#### [Extrait du texte]
##########
Le lendemain, nous sommes entrés à l’église de Fiera di Primiero et, durant la messe, nous avons communié. Je dis alors à Foco  : «  Dis ceci  : ‘Sur mon rien, sur mon néant – parce que nous vivions Jésus abandonné – fais toi-même, Jésus eucharistie, un pacte d’unité avec Jésus eucharistie qui est en Foco, Foco qui lui aussi n’est rien. Et nous verrons ce qui en sortira.  » Et c’est ce que nous avons fait. Nous sommes sortis de l’église, puis Foco est allé rencontrer des religieux qui voulaient une conférence de sa part  ; Foco était une personnalité et donnait aussi des conférences aux religieux.

            J’étais donc au dehors, mais je me sens attirée chez Jésus, poussée, vraiment… à revenir chez Jésus  ; je vais devant le tabernacle. Et là – c’est un moment spécial – je m’apprête à dire  : «  Jésus  », mais je n’y arrive pas  ; ce pacte que Jésus eucharistie avait fait m’avait transformée en lui. En effet, Gen, cela peut se comprendre parfaitement parce que là, il n’y a rien d’autre que Jésus eucharistie… il ne reste que Jésus eucharistie  ! Autrement dit, j’étais, j’avais Jésus en moi, je n’étais rien d’autre qu’un simple calice vide qui ne contient que Jésus. Donc, je m’apprête à dire  : «  Jésus  », mais je ne peux pas le dire parce que je le suis moi-même, en quelque sorte. À ce moment-là, le mot qui me vient sur les lèvres est  : «  Père  ». J’ai compris plus tard – tout de suite après – que c’était l’Esprit Saint qui me mettait sur les lèvres le mot «  Père  », parce que Jésus, dansla Trinité, appelle Père son Père, il l’appelle Père. Et là, je me suis trouvée, comme vous le savez, dans un gouffre immense – je ne peux pas en dire les limites, je ne sais pas si l’univers est aussi grand – immense, tout d’or et de flammes  ; or en haut, flammes en haut, or en bas, or à droite, or à gauche. J’étais entré dans le sein du Père – ce qui veut dire dans le cœur du Père – dansla Trinité. Hors de cet immense soleil, restait la création, tout ce qui avait été créé. Et moi, j’étais dans l’Incréé, en ce qui n’a jamais été créé, parce que Dieu existe depuis toujours.
##########
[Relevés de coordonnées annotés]
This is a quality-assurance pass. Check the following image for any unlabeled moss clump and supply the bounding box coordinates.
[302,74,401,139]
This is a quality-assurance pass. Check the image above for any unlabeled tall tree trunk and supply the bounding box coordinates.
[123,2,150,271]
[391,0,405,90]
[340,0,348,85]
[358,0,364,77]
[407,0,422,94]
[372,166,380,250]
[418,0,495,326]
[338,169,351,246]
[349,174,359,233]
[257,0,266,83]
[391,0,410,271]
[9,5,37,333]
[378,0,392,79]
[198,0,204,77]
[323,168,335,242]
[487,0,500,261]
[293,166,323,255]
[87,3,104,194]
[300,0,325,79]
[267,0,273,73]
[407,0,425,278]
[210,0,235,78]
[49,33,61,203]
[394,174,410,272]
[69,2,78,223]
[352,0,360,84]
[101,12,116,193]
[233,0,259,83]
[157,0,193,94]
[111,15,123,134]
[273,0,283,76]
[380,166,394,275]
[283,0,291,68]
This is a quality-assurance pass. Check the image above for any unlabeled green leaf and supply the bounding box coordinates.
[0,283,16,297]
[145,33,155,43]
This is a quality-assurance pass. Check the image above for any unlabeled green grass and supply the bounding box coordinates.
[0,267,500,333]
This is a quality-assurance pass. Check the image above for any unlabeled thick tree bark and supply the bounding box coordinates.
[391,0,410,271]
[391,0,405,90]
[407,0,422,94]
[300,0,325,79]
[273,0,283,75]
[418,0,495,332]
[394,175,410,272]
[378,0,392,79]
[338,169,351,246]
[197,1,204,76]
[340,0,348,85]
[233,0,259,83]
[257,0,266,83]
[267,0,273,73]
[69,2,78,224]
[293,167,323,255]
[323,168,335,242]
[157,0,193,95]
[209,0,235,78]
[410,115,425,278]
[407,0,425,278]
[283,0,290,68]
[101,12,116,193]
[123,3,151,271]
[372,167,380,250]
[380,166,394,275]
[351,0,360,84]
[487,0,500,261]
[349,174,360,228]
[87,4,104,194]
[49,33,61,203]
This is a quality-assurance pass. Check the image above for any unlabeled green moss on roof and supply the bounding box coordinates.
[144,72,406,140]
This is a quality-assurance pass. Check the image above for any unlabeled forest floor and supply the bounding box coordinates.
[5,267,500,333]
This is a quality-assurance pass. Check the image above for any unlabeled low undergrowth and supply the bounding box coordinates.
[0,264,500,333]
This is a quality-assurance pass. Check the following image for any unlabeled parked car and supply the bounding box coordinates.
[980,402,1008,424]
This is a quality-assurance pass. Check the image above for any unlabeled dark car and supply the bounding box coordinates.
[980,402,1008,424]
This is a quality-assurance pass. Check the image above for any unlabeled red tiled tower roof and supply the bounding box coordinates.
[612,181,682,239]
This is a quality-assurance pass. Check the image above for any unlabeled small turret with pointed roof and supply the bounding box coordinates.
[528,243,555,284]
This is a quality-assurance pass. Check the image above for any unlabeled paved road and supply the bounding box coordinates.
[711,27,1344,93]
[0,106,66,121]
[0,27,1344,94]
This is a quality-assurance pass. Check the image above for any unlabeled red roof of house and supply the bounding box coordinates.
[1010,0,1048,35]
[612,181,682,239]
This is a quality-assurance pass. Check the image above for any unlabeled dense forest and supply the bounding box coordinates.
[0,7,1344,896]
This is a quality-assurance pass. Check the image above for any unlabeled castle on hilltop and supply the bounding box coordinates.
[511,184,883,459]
##########
#### [Consigne]
Recopiez l'extrait depuis « Le lendemain, nous » jusqu'à « conférences aux religieux. » inclus. La liste n'est pas nécessaire ici.

#### [Réponse rédigée]
Le lendemain, nous sommes entrés à l’église de Fiera di Primiero et, durant la messe, nous avons communié. Je dis alors à Foco  : «  Dis ceci  : ‘Sur mon rien, sur mon néant – parce que nous vivions Jésus abandonné – fais toi-même, Jésus eucharistie, un pacte d’unité avec Jésus eucharistie qui est en Foco, Foco qui lui aussi n’est rien. Et nous verrons ce qui en sortira.  » Et c’est ce que nous avons fait. Nous sommes sortis de l’église, puis Foco est allé rencontrer des religieux qui voulaient une conférence de sa part  ; Foco était une personnalité et donnait aussi des conférences aux religieux.